• TASK REQUIREMENTS:
[1] According to the business life insurance text, how large can the lump sum from death in service cover be?
[2] Print everything in the business life insurance text from "Many businesses take" down to "of your business.".
[3] Translate this sentence from the business life insurance text into Spanish: "It protects the people, profits, and future of your business."

• PASSAGE:
(begin)

What is business life insurance?
Many businesses take out insurance for their equipment and premises, but often do not consider the key people in the business. If you or another member of staff passed away or suffered from a critical illness, there may be practical problems and financial implications. If something happens to the staff or partners of your business, or you, business life insurance can provide financial support. It protects the people, profits, and future of your business.
Types of business life insurance
Key person insurance
This protects your business against losing a key person in the company – if one person became ill and was unable to work, or dies, the business may be badly affected because their important contribution would be lost. Business life insurance policies defines a key person as an owner or senior member of the company. For example, a sales or finance director or head of product development.
Premiums are decided by calculating how profitable the key person is for your business, as the person helps to create a profit which would be an issue if they could no longer work. As this insurance is paid for and owned by your business, the business would be the beneficiary in the case of the leading employee being unable to work. For some companies, a cash lump sum is paid to your business in the event of a claim. The money from the claim can go towards whatever the business chooses – recruiting new staff, covering a loss in profits or easing cash flow.
When there is no legal partnership agreement in place, the death of a business partner may lead to the partnership closing down. The proceeds fall into the estate and the family will usually receive this. For partnerships, a policy is taken out on an own-life basis and placed in trust for the other partners.
Relevant life cover
Relevant life cover is for small businesses with less than five employees. It can be a tax efficient way of offering death in service benefits. Death in service cover pays out a lump sum, of up to five times your salary, if you pass away while employed by your company. You must be on the payroll at the time of death to qualify for payment, and it ends if you leave a company. The cost depends on factors such as age, health and lifestyle.
It’s tax efficient because in some cases, it can be claimed as a business expense rather than ‘benefit-in-kind’, so there will be no income tax to pay. Also, the policy can be written ‘in trust’, which would protect you against inheritance tax payments. A claim can be made if the person named in the policy passes away or has a terminal illness. However, this type of cover must end when the person is 75, and critical illness cover
is not included.

(end)

Extracted data entries
(begin)

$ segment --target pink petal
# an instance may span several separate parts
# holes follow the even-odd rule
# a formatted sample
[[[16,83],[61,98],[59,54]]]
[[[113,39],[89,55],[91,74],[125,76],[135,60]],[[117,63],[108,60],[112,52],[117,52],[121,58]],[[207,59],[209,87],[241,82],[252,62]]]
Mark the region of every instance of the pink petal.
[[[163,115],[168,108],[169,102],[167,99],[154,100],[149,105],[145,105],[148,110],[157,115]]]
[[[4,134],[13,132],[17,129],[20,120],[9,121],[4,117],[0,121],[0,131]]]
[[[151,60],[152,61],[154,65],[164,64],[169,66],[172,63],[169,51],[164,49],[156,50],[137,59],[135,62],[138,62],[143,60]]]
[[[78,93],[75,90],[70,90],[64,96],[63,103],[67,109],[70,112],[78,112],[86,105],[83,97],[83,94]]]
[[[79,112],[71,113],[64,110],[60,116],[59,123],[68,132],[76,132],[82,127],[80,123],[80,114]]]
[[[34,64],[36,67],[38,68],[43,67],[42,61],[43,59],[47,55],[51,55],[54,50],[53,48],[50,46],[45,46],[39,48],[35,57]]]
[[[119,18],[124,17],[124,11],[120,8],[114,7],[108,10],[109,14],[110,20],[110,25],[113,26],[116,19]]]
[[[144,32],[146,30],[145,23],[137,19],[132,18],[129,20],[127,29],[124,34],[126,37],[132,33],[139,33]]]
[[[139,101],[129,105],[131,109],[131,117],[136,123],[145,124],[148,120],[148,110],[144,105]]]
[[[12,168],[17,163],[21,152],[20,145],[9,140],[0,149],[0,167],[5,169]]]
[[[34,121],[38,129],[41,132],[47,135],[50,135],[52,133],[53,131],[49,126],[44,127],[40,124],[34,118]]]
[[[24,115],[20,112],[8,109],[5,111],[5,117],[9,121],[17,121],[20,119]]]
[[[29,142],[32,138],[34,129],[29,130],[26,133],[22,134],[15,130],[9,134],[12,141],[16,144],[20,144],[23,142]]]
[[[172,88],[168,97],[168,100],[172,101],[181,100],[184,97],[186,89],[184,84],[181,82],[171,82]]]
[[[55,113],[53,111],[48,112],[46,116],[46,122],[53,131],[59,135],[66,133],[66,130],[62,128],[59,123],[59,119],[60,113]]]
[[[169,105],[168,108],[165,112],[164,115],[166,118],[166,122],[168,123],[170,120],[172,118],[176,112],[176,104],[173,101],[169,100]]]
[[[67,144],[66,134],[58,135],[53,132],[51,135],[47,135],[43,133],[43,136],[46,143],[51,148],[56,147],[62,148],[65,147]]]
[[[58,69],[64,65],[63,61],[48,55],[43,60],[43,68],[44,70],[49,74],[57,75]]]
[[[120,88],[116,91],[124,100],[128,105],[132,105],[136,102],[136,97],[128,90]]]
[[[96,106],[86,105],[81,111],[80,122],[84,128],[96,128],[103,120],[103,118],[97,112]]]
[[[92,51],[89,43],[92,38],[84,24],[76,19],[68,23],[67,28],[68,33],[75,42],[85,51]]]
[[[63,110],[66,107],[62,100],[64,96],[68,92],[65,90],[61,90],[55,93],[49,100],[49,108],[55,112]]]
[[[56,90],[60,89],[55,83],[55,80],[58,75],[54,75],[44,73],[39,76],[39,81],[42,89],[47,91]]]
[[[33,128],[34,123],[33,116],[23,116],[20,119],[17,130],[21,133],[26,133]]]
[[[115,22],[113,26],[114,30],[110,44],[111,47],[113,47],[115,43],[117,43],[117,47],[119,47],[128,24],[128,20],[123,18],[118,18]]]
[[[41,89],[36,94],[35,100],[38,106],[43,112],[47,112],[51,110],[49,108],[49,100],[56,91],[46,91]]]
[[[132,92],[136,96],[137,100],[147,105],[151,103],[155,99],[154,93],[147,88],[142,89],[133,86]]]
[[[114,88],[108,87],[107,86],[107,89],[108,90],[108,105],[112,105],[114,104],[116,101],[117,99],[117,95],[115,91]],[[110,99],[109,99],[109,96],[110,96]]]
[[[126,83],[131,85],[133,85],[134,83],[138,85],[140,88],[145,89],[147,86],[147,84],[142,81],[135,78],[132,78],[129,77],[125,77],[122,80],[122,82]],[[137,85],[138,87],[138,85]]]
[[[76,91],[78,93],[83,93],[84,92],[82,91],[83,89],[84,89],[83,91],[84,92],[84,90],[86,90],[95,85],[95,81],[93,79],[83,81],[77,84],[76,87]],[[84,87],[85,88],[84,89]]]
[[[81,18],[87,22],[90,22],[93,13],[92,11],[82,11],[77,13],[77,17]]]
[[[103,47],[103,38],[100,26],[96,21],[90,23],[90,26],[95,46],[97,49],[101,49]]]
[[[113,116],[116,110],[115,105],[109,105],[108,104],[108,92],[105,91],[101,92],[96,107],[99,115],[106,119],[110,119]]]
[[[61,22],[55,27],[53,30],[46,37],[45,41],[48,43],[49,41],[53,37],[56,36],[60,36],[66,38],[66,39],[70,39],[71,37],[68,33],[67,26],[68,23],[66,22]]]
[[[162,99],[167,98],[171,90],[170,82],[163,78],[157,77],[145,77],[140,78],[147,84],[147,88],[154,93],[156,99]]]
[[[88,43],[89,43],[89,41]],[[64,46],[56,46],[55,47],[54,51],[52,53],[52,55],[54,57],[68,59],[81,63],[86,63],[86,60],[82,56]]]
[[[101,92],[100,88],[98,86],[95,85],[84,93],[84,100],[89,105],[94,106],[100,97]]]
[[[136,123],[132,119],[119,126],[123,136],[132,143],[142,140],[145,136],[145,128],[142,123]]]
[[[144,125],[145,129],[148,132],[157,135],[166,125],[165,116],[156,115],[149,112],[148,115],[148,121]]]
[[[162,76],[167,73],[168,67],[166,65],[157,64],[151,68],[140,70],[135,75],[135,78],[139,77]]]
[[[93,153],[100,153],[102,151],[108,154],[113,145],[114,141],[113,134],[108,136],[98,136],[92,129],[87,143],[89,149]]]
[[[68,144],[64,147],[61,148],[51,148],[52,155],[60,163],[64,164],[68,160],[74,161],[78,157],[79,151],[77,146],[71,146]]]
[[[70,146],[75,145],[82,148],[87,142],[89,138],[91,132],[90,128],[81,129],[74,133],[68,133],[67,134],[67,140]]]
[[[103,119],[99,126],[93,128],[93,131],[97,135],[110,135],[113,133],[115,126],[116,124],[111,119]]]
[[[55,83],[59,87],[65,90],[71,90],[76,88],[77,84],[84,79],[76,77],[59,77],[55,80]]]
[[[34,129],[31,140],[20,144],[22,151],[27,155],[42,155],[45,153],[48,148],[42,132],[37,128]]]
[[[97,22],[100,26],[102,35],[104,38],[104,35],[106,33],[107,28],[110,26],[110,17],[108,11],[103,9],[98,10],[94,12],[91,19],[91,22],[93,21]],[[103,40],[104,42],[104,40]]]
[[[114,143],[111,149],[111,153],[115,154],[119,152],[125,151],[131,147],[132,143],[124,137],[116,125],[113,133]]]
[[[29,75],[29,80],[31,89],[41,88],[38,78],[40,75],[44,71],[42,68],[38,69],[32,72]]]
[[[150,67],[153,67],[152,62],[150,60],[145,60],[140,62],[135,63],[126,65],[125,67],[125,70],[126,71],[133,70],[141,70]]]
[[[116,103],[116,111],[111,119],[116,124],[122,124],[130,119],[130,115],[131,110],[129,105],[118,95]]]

(end)

• PER-TASK OUTPUTS:
[1] Up to five times your salary.

[2]
Many businesses take out insurance for their equipment and premises, but often do not consider the key people in the business. If you or another member of staff passed away or suffered from a critical illness, there may be practical problems and financial implications. If something happens to the staff or partners of your business, or you, business life insurance can provide financial support. It protects the people, profits, and future of your business.

[3] Protege a las personas, los beneficios y el futuro de su empresa.